** start Provided records **

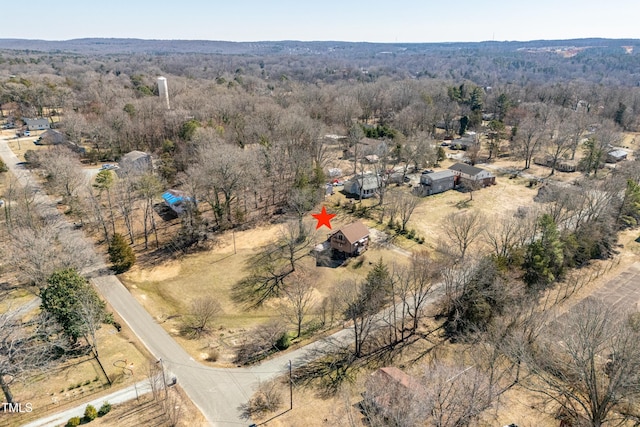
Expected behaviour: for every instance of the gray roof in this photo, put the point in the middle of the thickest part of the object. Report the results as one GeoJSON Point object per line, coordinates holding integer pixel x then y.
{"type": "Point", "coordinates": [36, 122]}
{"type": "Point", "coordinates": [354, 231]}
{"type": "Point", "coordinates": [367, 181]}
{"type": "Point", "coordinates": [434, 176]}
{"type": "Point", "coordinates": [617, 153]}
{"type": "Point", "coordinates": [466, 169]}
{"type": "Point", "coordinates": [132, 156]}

** end Provided records **
** start Provided records **

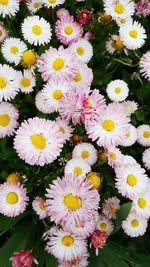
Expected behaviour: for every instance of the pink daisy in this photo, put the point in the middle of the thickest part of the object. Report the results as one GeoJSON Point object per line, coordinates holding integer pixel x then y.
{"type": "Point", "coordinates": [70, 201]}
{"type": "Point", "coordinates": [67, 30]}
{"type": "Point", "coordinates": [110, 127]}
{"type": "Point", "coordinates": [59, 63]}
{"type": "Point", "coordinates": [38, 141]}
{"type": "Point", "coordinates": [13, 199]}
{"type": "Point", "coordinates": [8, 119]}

** end Provided records **
** start Provided records **

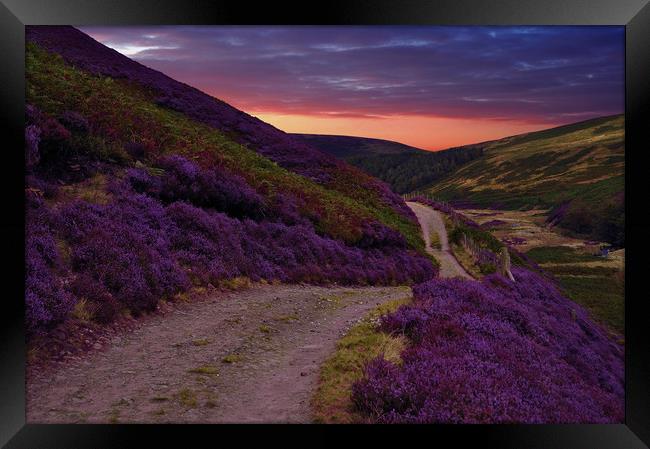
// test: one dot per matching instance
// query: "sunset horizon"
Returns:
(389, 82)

** end Provided records **

Request |
How many lines in the records above contain the string "Expected"? Reply with the number alone.

Answer to the task |
2